- MATERIAL FOR THIS EXERCISE
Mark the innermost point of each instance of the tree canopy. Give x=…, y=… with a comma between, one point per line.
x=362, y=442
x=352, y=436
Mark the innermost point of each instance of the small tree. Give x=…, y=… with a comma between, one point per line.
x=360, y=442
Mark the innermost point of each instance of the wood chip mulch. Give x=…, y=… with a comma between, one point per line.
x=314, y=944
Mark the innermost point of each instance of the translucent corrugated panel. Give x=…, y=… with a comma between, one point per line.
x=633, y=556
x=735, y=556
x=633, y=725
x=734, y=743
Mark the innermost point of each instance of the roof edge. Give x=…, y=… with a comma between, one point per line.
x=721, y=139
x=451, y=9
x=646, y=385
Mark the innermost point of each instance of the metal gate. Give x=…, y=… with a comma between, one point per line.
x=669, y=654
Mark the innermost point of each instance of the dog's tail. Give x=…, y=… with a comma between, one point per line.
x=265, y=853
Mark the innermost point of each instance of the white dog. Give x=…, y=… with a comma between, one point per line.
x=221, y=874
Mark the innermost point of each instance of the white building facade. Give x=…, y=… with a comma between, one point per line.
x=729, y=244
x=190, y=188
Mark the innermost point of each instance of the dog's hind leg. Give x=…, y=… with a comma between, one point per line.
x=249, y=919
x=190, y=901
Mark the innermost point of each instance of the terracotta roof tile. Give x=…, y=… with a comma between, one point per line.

- TO DO
Give every record again, exactly as it appears.

- TASK OUTPUT
Mark the innermost point of each instance of the tree canopy. Give x=…, y=… with a comma between, one point per line.
x=362, y=442
x=352, y=436
Mark the innermost point of each instance of the small tree. Give x=…, y=… with a comma between, one point per line.
x=360, y=442
Mark the innermost point of each instance of the wood chip mulch. Give x=…, y=… with a comma between, one point per line.
x=314, y=944
Mark the innermost point of each instance of the translucent corrugated panel. Give x=…, y=… with a comma between, one point per line.
x=633, y=556
x=735, y=556
x=633, y=725
x=734, y=743
Mark the innermost point of each instance of the roof edge. Give x=…, y=… with a comma between, one point per line.
x=721, y=139
x=451, y=9
x=646, y=385
Mark the innermost point of each instance of the metal gate. Give x=…, y=… with a comma between, one point per line.
x=669, y=654
Mark the innermost point of each instance of the dog's tail. Give x=…, y=… with a comma between, one point per line.
x=265, y=853
Mark the innermost point of each instance of the white dog. Give x=…, y=… with a comma between, one point per line.
x=221, y=874
Mark the innermost point of each instance of the white building facade. Give x=…, y=… with a comma between, one point per line.
x=729, y=244
x=190, y=188
Mark the innermost point of each instance of the dog's hind leg. Give x=…, y=… with a comma between, one point per line.
x=249, y=919
x=190, y=901
Mark the innermost point of each instance of the terracotta roof tile. Give x=…, y=… with a comma between, one point per line.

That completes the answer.